> _Directive_: Please explain, in one to three sentences and based on the excerpt on multi-step DES encryption, why the middle key K2 should not equal K1 or K3.

> _Excerpt_:
# # # #

Operations consisting of multiple steps of applying the same cipher - in either direction - with each step taking the output of the last is often an attempt to increase the effective key length when using a cipher with a short key[0] (such as DES, which uses 7-byte keys, too short for real security today). For example, in 3DES (DES with three steps), the effective key security is 112 bits instead of 56, and a single Encrypt operation consists of encrypting the input with K1, then decrypting the result with K2, then encrypting the second result with K3 (which is sometimes the same as K1, as here). The Decrypt operation is the reverse: decrypt the ciphertext with K3, then encrypt the result with K2, then decrypt the second result with K1 to get the original input again.[1]

If you encrypt and then decrypt with the same key (or indeed decrypt and then encrypt with the same key) - such as if K2 were the same as either K1 or K3 - the result is effectively a no-op. You have to do something with the intermediate value - such as encrypt or decrypt it with a different key - for all that computation to have any actual effect at all.

What's the difference between this scheme and a scheme like: encrypt(with K1)->encrypt(with K2)->encrypt(with K1) which seems more logical?

As far as I know (not a cryptographer, though): it doesn't matter. Triple-DES (a.k.a. 3DES and TDEA) did it that way, but Wikipedia implies that the reason is just so that "keying schedule 3" produces identical output to single DES (which is, frankly, a questionable reason to do something). As far as I can tell, it could have been E-E-E/D-D-D instead of E-D-E/D-E-D without impacting the security (but an actual cryptographer may know better than me).

# # # #

> _Raw records_:
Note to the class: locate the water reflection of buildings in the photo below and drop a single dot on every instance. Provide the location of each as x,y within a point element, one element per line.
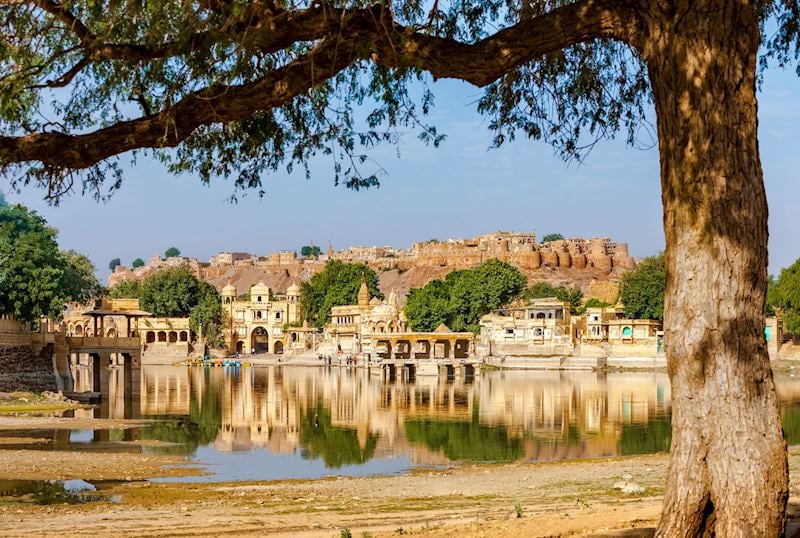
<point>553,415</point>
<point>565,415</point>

# # # #

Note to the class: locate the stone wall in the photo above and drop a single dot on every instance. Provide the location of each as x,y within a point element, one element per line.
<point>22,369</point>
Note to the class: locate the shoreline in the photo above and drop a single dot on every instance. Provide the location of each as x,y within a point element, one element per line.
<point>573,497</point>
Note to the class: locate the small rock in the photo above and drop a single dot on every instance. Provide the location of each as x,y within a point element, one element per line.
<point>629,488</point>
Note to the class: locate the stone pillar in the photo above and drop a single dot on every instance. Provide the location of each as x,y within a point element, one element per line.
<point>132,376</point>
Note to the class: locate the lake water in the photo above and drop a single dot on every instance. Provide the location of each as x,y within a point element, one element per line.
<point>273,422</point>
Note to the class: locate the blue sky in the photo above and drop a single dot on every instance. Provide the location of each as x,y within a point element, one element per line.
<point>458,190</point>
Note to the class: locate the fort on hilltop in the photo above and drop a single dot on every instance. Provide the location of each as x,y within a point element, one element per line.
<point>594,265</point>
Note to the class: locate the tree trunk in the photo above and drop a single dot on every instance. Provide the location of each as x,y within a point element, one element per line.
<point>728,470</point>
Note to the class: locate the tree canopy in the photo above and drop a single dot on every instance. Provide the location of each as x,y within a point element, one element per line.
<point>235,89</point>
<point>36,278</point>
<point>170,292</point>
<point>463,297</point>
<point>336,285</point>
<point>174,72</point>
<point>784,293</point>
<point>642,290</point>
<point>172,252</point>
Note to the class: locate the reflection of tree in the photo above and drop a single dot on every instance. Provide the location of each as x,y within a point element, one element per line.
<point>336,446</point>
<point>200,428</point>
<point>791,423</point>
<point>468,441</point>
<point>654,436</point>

# # # #

> _Exercise output_: If K2 matched K1 or K3, an encryption step and a decryption step would use the same key and undo each other, making that part effectively a no-op. The intermediate value must be encrypted or decrypted with a different key for the extra computation to have any effect.